• **WORK INSTRUCTIONS**
Reproduce word for word the lines of the listing from the line containing "the window recess" up to and including the line containing "[270, 33, 432, 239]", and nothing else.

─── DATA SUPPLIED ───

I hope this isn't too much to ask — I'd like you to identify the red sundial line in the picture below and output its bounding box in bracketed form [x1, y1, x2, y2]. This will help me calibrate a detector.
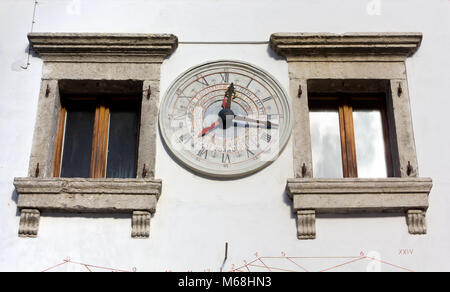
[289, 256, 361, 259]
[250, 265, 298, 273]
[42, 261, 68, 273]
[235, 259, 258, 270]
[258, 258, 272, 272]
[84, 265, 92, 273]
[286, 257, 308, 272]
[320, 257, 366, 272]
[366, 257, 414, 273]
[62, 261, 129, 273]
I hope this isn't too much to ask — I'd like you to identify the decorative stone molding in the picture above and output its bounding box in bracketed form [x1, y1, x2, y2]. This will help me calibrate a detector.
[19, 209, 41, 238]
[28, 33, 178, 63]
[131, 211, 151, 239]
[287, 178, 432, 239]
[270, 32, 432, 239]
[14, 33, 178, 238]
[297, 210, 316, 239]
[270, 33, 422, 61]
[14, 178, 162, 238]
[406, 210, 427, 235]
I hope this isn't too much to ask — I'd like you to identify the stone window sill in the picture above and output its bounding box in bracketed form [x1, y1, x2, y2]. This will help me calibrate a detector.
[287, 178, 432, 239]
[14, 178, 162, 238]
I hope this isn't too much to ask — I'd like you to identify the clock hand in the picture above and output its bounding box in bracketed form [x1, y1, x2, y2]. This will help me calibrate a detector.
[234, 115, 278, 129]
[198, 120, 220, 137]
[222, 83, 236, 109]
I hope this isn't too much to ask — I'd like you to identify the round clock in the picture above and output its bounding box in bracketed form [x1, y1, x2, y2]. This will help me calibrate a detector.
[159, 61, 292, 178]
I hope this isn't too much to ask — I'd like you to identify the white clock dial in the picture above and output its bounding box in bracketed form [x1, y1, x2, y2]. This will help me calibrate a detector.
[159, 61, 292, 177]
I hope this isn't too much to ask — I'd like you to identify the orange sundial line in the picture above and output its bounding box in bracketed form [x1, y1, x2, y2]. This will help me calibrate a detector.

───
─── DATA SUPPLIED ───

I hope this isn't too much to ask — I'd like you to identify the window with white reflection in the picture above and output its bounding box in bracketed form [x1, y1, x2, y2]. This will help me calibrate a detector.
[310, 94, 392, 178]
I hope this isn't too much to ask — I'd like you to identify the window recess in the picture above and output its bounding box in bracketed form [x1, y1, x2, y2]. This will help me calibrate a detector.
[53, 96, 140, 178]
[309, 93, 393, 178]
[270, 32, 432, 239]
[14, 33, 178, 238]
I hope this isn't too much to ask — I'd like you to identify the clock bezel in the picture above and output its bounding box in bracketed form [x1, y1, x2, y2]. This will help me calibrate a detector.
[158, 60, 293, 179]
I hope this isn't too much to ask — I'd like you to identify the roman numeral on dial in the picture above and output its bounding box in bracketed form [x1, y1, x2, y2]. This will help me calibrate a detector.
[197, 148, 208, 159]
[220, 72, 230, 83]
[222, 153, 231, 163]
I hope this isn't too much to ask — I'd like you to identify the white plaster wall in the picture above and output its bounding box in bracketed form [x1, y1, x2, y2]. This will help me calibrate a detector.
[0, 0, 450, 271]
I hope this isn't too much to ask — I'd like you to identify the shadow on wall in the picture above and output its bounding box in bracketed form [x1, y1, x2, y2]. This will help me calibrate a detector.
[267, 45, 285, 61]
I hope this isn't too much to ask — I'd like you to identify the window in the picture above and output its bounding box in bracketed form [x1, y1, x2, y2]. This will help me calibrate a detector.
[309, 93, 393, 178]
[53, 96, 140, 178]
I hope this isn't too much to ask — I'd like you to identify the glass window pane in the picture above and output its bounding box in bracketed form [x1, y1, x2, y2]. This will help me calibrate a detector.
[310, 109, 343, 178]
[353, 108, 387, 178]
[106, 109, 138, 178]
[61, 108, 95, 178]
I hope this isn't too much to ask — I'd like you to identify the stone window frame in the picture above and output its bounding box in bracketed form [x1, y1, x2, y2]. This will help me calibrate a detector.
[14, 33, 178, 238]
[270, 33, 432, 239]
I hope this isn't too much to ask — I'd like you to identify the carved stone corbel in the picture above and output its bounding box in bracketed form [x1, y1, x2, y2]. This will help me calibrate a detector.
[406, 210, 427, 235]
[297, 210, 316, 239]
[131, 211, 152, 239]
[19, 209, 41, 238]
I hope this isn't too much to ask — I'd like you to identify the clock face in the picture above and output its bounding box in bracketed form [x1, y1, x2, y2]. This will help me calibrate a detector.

───

• **WORKED SOLUTION**
I hope this isn't too much to ask — I'd like you to identify the window recess in the picture above and output its bounding box in bracketed form [x1, y1, x2, y2]. This will help me calibrate a detector.
[53, 96, 140, 178]
[309, 93, 393, 178]
[270, 32, 432, 239]
[14, 33, 178, 238]
I hope this isn't too much to ask — I'd like you to identify the clock bezel in the picture above and output its bounding box in bracketed form [x1, y1, x2, y2]. This will help me calibrate a detector.
[158, 60, 293, 179]
I hope this isn't too much to ask — I'd like you to identify the roman numeral on dial in the picture above and output its bounding box in bracketed form [x1, y1, x2, y2]. This will help me calibrate a detector.
[197, 148, 208, 159]
[220, 72, 230, 83]
[222, 153, 231, 163]
I hope this isn't too much to ask — I'd like you to identify the white plaster wall in the picture above and output its bounding box in bracketed form [x1, y1, x2, y2]. This will help me calibrate a detector.
[0, 0, 450, 271]
I hope this isn't too much to ask — I'd like you to identify the shadow on wall in the picture above and output its bounding box in bracketed form [x1, y1, x2, y2]. This will help me calibrate a detector.
[267, 45, 285, 61]
I hope this isn't too much to ask — I'd like you to identify the window in the picture above and output its bounding box in bracketed form [x1, y1, x2, y2]. This will help me calibrate a detector.
[309, 93, 393, 178]
[53, 96, 140, 178]
I hope this isn't too much to ask — I'd like you to identify the glass window pane in the picture above and output its bounding box in bracketed form [x1, y1, x2, y2]. This will help me calibrate a detector.
[310, 109, 343, 178]
[353, 108, 387, 178]
[106, 109, 138, 178]
[61, 108, 95, 178]
I hope this isn't too much to ask — I'd like you to identify the stone window frame in the picture above and output its bounding box in bracketed form [x1, y1, x2, y2]. This will help me calibrate a detector.
[14, 33, 178, 238]
[270, 33, 432, 239]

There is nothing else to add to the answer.